# Problem
Output exactly the lines that run from the line with "Identify the glass railing" to the end of the material, both ends included, and no other lines.
########################################
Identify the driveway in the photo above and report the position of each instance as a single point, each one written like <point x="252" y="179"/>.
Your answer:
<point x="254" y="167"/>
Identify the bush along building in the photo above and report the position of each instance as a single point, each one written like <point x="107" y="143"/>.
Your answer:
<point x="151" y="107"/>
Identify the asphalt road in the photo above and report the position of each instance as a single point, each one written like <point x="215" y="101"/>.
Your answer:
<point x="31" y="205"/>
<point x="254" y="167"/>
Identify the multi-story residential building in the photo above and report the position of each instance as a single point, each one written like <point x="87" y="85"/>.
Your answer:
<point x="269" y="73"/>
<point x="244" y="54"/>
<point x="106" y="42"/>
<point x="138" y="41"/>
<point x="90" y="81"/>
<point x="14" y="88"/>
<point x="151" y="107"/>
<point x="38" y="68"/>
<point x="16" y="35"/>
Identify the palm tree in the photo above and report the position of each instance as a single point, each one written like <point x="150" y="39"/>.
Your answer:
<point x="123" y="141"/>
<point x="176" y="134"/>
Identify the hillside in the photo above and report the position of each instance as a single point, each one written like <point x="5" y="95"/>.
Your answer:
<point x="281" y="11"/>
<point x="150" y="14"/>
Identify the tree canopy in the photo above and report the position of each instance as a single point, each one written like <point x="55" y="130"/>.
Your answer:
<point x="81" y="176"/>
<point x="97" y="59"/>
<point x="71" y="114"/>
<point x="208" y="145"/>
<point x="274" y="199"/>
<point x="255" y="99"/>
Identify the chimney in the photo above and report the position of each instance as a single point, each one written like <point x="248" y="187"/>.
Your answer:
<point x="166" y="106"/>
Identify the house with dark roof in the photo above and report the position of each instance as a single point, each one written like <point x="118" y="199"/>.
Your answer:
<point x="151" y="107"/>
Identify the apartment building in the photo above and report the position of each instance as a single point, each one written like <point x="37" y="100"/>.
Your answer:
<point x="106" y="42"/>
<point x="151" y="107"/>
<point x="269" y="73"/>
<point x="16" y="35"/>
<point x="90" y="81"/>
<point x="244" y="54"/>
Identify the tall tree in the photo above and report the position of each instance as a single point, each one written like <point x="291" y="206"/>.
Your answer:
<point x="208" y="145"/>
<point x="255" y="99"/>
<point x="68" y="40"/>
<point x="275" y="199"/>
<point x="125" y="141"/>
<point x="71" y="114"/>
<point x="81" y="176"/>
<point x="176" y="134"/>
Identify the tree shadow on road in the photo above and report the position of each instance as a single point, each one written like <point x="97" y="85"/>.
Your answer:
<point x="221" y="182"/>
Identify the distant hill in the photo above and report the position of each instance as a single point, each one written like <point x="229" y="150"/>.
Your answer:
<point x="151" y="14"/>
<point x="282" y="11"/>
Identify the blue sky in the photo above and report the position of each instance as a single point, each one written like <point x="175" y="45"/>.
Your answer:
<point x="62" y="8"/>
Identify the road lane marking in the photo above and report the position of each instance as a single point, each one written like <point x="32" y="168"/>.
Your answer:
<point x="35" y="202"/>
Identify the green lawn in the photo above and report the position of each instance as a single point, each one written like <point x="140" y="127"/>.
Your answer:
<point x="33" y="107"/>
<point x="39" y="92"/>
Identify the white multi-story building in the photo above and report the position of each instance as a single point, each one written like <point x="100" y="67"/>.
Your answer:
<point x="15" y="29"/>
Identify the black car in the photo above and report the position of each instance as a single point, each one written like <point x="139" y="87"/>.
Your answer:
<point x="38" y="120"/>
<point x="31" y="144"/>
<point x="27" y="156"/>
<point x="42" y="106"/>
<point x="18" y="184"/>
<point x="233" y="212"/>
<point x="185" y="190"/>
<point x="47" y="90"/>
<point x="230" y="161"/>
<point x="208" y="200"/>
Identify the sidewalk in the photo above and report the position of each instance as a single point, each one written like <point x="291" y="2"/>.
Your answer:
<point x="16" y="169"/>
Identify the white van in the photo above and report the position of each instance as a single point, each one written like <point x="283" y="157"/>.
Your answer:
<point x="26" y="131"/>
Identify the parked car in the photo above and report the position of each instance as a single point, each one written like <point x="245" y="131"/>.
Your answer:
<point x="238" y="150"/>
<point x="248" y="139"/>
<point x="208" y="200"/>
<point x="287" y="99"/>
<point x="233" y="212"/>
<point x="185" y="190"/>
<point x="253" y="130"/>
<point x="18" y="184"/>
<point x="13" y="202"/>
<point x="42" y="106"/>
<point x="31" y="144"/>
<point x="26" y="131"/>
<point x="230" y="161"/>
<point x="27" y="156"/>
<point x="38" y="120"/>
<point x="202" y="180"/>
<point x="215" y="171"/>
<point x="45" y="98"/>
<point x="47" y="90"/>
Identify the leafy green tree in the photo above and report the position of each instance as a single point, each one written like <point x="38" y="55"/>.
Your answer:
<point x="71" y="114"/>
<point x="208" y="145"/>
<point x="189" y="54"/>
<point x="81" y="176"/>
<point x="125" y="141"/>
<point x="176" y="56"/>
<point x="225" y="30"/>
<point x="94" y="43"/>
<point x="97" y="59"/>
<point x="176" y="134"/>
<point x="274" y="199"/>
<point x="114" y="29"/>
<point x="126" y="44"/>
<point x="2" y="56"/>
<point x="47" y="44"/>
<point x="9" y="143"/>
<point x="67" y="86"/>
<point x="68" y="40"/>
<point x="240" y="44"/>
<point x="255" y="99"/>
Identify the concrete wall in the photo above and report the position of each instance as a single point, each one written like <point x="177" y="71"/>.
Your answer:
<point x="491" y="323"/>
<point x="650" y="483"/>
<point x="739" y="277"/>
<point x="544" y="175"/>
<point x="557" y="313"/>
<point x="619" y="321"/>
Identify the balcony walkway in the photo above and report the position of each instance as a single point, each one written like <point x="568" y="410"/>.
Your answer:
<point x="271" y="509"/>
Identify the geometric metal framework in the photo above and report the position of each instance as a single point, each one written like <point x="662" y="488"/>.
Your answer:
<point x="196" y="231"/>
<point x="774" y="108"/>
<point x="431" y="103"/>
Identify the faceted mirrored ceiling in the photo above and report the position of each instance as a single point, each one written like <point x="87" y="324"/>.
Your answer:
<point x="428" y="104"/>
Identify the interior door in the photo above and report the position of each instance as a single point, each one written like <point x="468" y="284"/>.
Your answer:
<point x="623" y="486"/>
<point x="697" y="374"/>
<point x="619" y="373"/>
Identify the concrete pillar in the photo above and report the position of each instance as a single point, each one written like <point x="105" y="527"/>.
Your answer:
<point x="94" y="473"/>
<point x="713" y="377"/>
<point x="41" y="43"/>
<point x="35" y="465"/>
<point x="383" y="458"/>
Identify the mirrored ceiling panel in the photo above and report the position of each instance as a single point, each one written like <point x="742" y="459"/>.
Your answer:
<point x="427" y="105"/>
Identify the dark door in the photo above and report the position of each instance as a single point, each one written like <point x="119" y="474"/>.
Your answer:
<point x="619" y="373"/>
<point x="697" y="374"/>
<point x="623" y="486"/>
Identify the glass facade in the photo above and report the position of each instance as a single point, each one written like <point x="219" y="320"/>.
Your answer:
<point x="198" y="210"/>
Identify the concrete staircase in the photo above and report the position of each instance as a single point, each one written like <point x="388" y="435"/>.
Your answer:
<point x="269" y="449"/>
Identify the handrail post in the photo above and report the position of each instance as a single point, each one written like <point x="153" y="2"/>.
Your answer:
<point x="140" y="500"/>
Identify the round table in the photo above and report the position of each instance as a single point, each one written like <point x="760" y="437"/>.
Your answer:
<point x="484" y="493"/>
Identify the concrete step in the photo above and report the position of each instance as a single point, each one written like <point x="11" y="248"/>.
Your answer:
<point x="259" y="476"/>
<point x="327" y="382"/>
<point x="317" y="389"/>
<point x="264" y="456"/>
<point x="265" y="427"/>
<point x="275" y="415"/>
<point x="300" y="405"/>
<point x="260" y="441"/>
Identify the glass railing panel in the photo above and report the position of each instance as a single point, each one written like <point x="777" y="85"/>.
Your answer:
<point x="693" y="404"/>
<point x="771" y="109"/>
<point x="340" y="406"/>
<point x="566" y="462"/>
########################################
# Exercise solution
Identify the glass railing panel in the photo above and report the position of each instance as a single point, each one written like <point x="777" y="85"/>.
Your answer:
<point x="693" y="404"/>
<point x="771" y="109"/>
<point x="340" y="406"/>
<point x="566" y="462"/>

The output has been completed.